§ **WHAT NEEDS TO BE DONE**
Using the entries below, transcribe exactly the line containing "[pin] banner on" and each line that follows it to the end.
_ _ _ _ _ _ _
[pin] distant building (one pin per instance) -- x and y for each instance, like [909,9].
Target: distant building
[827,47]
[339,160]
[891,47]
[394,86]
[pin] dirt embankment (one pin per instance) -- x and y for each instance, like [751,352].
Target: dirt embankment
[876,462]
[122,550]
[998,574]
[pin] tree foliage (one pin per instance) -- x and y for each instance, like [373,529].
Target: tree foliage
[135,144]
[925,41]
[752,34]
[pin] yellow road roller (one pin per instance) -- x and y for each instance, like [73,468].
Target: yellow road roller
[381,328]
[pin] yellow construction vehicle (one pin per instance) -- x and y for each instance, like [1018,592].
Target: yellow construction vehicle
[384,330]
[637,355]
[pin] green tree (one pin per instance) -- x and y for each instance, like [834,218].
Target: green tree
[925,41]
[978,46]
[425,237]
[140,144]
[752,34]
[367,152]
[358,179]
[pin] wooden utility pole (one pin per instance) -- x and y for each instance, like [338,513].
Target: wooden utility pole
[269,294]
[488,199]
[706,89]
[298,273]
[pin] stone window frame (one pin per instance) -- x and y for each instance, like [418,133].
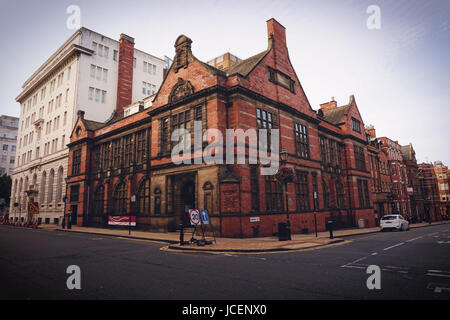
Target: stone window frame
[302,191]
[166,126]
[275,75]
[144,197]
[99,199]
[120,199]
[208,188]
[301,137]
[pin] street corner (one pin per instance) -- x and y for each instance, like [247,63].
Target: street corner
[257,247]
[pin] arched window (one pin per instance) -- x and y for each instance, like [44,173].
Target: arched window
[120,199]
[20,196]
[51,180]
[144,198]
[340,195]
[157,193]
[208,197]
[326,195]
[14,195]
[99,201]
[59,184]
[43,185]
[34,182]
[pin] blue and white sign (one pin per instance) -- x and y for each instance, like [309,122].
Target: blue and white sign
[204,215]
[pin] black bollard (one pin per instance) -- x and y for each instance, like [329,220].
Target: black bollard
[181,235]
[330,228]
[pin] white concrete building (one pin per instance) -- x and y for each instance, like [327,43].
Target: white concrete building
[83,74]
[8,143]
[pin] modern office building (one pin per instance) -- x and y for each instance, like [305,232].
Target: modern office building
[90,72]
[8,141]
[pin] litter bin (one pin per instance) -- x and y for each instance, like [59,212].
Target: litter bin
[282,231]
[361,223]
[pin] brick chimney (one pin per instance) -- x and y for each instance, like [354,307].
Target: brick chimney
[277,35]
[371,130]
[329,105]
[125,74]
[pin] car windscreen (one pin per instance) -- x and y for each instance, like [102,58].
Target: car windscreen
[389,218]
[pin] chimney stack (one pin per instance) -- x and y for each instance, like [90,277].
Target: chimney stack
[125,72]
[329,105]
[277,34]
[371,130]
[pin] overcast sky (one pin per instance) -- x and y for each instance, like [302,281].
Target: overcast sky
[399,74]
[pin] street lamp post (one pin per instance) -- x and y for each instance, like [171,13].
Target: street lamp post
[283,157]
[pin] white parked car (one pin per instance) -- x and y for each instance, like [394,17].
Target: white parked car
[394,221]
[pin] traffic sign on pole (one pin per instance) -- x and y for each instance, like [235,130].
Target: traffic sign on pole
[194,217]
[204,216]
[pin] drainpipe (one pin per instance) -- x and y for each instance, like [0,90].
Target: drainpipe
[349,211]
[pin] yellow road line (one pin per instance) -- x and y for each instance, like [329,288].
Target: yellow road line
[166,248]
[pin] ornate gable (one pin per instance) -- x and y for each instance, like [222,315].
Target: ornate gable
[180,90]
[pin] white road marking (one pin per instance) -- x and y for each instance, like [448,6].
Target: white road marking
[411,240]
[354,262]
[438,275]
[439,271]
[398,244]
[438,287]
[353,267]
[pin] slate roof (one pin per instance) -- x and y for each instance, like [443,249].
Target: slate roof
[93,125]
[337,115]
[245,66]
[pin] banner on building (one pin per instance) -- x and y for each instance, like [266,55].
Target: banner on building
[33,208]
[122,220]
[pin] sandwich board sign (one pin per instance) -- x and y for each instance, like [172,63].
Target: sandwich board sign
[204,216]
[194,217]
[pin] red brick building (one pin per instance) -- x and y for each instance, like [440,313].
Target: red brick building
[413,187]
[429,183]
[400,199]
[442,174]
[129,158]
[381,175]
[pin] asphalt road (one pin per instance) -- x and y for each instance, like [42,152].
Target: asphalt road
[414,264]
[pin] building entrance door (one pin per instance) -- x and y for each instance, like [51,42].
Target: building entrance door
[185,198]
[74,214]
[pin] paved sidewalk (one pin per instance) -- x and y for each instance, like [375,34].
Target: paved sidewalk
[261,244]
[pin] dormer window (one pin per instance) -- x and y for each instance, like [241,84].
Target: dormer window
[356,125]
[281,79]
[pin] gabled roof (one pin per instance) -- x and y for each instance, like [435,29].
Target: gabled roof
_ _ _ _ _ _ _
§ **ANSWER BELOW**
[pin] banner on building (one pin per instance) -- x and y for each instance, like [266,55].
Target: banner on building
[33,208]
[122,220]
[pin] sandwich board sign (one pin per instance) -- x and y for each instance, like [172,63].
Target: sandwich board sign
[204,216]
[194,217]
[pin] red brick building (one pin per instance) -- x and y for each instance, like [440,313].
Target: red brick building
[413,187]
[429,183]
[400,199]
[442,174]
[129,158]
[381,175]
[pin] asphalt road (one pin per instance) -- x and y for each instance, like [42,152].
Target: asphalt road
[414,264]
[pin] building entrance door (one pin per instance) -- x and y for each instance, like [51,42].
Target: building entrance door
[185,198]
[74,214]
[pin] paved sidewalk (one pin per instance) -- x and y for each instance, like [375,34].
Target: paved sidewalk
[261,244]
[pin] dormer window (one pin per instance) -- x and y for each instance, like [241,84].
Target: dormer window
[356,125]
[281,79]
[pin] gabled roof (one pin per instance) -- x and y for each instance, like [435,29].
Target: gabled roof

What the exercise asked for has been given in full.